*Text excerpt*.

Wasted sex scenes, side quests, and drummed-up drama or sexual innuendos galore made up 60% of the final 3 books. However the most EGREGIOUS decision is the antagonist(s) and how it all plays out.
*Spoilers Ahead* in the form of questions.
- Why, in a culture of super heroes with light energy, can only the MC tell when people have been *corrupted* by the darkness? All the thousands of other psychic superheroes can't tell, including the guards of the president of the government? Someone can just GO UP TO HIM AND MIND CONTROL HIM? F*ing Lame.
- Politicians drop(big) hints that they are in league with the bad guys, and the MC just thinks "I might have to keep my eye on him"? Lame.
- Political problems(and thus the ending struggle to a degree) are forcasted since book three and the MC does basically ZERO to address them? NONE of his other 9 women and AI assistants and leadership he works with can see the writing on the wall so obvious to me, even with only MC knowledge? Lame.

*Source material*.
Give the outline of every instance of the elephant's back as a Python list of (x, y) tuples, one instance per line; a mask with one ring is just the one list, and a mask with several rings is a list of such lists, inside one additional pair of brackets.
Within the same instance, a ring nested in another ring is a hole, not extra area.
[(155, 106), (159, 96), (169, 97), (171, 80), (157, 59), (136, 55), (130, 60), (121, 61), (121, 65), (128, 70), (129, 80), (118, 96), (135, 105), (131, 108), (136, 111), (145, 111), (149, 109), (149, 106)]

*What to work on*.
Using the book review, decide whether each statement agrees with it: (a) the reviewer says side quests and sexual innuendos made up 60% of the final three books; (b) the reviewer says the president's guards can tell when someone has been corrupted; (c) the reviewer says the political problems are forecast starting in book five. Answer yes or no for each and quote the words that decide it.

*Result of the task*.
(a) Yes: "Wasted sex scenes, side quests, and drummed-up drama or sexual innuendos galore made up 60% of the final 3 books."
(b) No: "All the thousands of other psychic superheroes can't tell, including the guards of the president of the government?"
(c) No: "Political problems(and thus the ending struggle to a degree) are forcasted since book three"